(Items from a labeling collection)
══════════════════════════════
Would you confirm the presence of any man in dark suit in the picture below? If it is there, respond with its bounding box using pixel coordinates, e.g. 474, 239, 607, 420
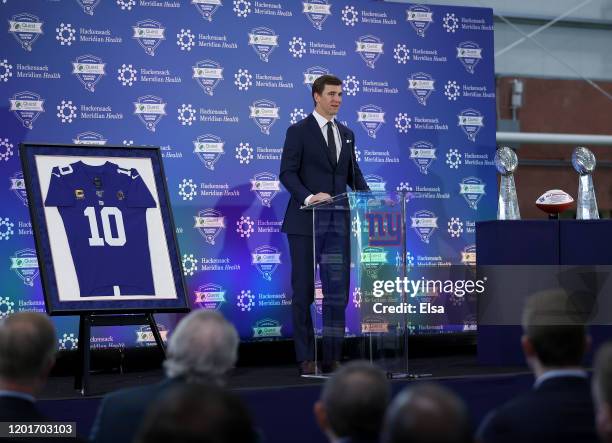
0, 312, 83, 443
0, 312, 56, 422
592, 342, 612, 443
280, 75, 369, 374
477, 291, 598, 443
90, 310, 239, 443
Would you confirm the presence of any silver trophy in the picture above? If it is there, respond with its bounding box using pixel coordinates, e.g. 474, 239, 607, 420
572, 146, 599, 220
495, 146, 521, 220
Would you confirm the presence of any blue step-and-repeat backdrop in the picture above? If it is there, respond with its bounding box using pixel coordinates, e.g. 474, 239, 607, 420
0, 0, 497, 348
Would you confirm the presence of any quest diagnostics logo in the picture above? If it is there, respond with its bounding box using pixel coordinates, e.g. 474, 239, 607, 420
406, 5, 433, 38
355, 35, 384, 69
10, 248, 38, 287
191, 0, 223, 22
132, 19, 166, 57
9, 91, 45, 129
9, 13, 43, 52
77, 0, 100, 15
193, 208, 225, 245
357, 105, 385, 138
251, 245, 281, 281
193, 134, 225, 171
249, 99, 280, 135
249, 27, 278, 63
193, 60, 223, 96
251, 172, 281, 208
302, 0, 331, 31
134, 95, 166, 132
72, 54, 106, 92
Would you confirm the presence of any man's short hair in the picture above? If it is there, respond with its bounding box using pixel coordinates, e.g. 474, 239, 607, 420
312, 74, 342, 105
593, 343, 612, 405
135, 383, 257, 443
381, 383, 472, 443
0, 312, 57, 382
164, 310, 239, 383
523, 290, 587, 367
321, 361, 391, 440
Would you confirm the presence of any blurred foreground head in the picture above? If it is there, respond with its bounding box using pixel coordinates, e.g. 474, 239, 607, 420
0, 312, 56, 392
164, 310, 239, 384
381, 383, 472, 443
314, 361, 391, 441
135, 383, 257, 443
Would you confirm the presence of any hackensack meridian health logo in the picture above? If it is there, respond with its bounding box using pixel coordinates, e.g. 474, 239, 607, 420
302, 0, 331, 31
134, 95, 166, 132
251, 172, 280, 208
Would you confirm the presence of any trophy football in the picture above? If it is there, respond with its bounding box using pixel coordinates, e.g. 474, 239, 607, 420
495, 146, 521, 220
572, 146, 599, 220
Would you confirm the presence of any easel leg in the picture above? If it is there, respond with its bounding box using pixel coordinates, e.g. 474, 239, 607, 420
147, 313, 166, 358
79, 315, 91, 396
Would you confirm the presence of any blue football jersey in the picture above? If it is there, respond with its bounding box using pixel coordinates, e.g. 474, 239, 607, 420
45, 161, 157, 297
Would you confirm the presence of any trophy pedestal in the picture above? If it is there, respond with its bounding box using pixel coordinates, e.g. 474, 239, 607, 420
476, 220, 612, 366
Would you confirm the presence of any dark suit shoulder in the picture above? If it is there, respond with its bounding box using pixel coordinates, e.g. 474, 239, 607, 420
478, 377, 597, 443
103, 380, 171, 407
0, 396, 44, 421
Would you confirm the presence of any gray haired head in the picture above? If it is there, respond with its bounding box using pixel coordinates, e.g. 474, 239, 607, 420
0, 312, 57, 383
164, 310, 239, 384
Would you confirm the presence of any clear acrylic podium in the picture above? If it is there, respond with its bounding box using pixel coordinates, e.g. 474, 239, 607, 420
302, 192, 410, 378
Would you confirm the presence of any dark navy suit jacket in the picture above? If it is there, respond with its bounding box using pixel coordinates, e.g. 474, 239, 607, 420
476, 377, 599, 443
280, 114, 369, 235
89, 379, 179, 443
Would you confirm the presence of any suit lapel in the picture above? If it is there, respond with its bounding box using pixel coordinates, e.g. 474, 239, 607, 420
308, 114, 336, 168
336, 121, 351, 164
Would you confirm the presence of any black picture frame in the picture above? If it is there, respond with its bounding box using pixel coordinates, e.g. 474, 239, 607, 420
19, 143, 190, 315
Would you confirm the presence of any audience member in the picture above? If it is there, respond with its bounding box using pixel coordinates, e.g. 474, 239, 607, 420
135, 384, 257, 443
0, 312, 57, 422
314, 361, 390, 443
593, 343, 612, 443
477, 291, 597, 443
91, 310, 239, 443
381, 383, 472, 443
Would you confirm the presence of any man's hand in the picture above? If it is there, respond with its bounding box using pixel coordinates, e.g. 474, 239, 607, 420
308, 192, 331, 205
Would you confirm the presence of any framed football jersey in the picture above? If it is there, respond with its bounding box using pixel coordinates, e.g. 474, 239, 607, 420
20, 143, 188, 315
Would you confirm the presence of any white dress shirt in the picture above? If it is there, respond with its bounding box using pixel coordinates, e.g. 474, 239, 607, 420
304, 110, 342, 205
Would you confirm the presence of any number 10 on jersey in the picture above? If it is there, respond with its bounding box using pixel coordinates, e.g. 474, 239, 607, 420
83, 206, 126, 246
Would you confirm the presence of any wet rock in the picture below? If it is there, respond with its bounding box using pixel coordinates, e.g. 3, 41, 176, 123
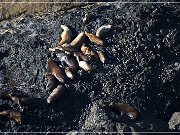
168, 112, 180, 130
0, 0, 180, 132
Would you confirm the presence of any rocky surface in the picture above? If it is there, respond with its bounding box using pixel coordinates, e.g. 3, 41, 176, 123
0, 0, 180, 132
168, 112, 180, 130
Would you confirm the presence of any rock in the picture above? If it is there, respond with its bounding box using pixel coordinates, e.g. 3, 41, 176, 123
0, 0, 88, 20
0, 0, 180, 132
168, 112, 180, 130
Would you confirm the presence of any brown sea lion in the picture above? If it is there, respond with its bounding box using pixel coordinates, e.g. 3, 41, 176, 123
57, 25, 72, 46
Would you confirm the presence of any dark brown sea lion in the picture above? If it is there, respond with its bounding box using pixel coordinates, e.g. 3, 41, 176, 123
55, 50, 79, 71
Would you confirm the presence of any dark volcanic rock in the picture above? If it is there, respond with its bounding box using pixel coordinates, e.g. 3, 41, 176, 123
0, 3, 180, 132
168, 112, 180, 130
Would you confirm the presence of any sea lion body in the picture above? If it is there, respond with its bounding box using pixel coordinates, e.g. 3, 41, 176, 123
109, 102, 139, 120
65, 67, 75, 80
97, 51, 106, 63
56, 50, 79, 71
70, 32, 86, 49
47, 85, 65, 104
85, 31, 104, 46
48, 58, 68, 83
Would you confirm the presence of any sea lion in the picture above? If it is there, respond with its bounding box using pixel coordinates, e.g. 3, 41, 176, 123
57, 25, 72, 46
65, 65, 74, 80
97, 51, 106, 63
47, 58, 68, 83
96, 25, 112, 38
73, 52, 89, 62
85, 31, 104, 46
47, 85, 65, 104
83, 13, 91, 24
0, 110, 22, 124
109, 102, 139, 120
55, 50, 79, 71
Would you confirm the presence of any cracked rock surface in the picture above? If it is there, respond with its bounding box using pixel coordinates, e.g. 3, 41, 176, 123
0, 3, 180, 133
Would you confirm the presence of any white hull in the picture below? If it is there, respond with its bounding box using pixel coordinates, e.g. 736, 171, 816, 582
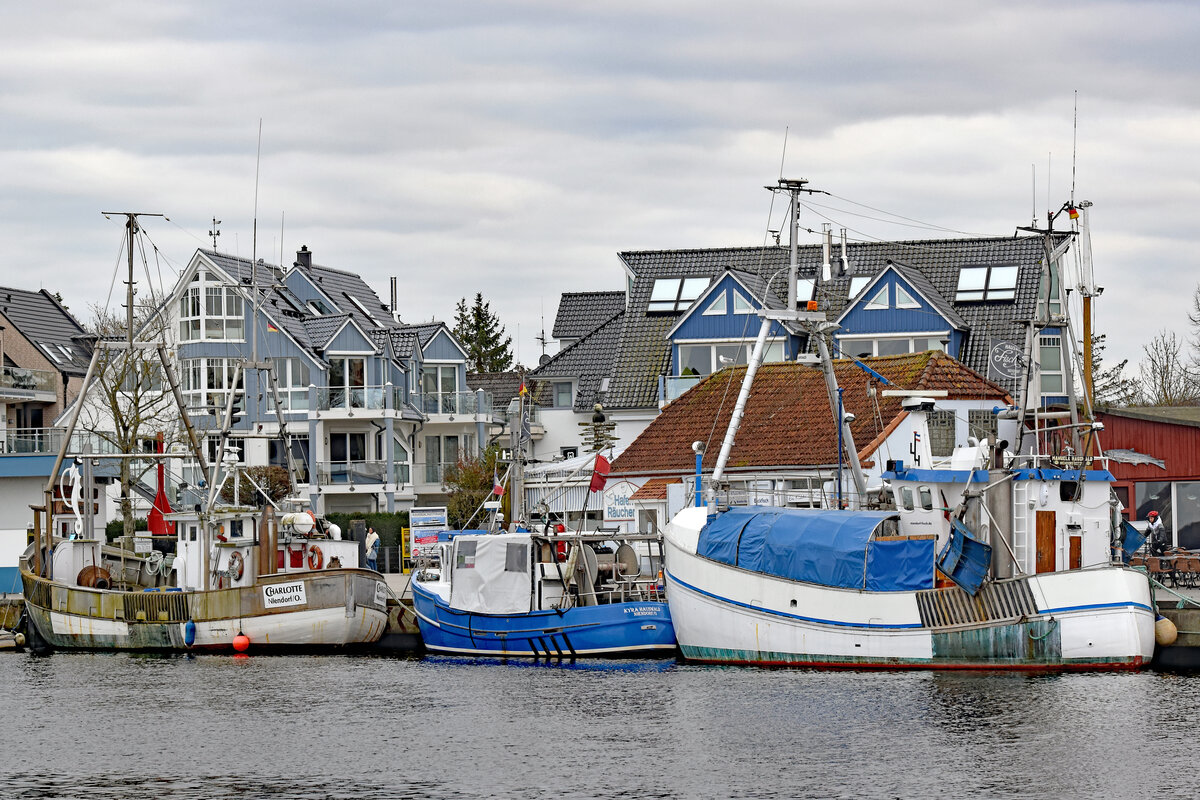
665, 510, 1154, 669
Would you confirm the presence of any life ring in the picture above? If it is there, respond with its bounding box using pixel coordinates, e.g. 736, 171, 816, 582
229, 551, 246, 581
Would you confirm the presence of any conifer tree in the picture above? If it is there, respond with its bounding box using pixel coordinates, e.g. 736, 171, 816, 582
454, 291, 512, 372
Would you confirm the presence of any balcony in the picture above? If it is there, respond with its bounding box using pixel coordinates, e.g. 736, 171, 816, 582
0, 367, 58, 403
0, 428, 123, 455
413, 392, 492, 416
317, 461, 410, 487
659, 375, 708, 407
317, 386, 388, 411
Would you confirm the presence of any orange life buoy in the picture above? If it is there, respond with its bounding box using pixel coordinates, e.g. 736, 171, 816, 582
229, 551, 246, 581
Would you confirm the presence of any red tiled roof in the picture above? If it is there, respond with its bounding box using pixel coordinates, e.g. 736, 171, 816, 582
629, 477, 679, 500
612, 350, 1010, 475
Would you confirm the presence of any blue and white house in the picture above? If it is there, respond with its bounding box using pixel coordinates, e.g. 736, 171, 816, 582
146, 247, 491, 513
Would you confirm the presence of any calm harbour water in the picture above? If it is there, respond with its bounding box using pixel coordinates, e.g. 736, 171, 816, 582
0, 654, 1200, 799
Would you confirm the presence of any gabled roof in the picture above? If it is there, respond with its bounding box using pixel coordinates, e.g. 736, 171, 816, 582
667, 267, 793, 339
838, 261, 970, 331
302, 264, 396, 331
0, 287, 91, 375
605, 236, 1064, 409
467, 371, 546, 410
302, 314, 350, 350
530, 308, 625, 411
550, 291, 625, 339
612, 350, 1010, 475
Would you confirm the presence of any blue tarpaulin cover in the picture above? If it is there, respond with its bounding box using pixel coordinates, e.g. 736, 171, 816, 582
937, 519, 991, 596
696, 506, 935, 591
1121, 522, 1146, 564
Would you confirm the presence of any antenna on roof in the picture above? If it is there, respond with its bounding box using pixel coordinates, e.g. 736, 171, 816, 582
538, 297, 546, 363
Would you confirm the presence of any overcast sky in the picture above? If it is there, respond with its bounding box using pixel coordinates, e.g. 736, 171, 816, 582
0, 0, 1200, 371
══════════════════════════════
▶ [WRITTEN TASK] Please rewrite the part of the listing that opens with the line containing "Would you confirm the presence of any blue step-and-repeat" and closes with the line containing "0, 0, 497, 348", putting "banner" in place of "backdrop" and leaving everything else unchanged.

▶ [THE OUTPUT]
Would you confirm the presence of any blue step-and-repeat banner in the picture above? If it is there, respond with its bounding box using pixel coordinates, e.g. 474, 239, 607, 420
0, 0, 497, 348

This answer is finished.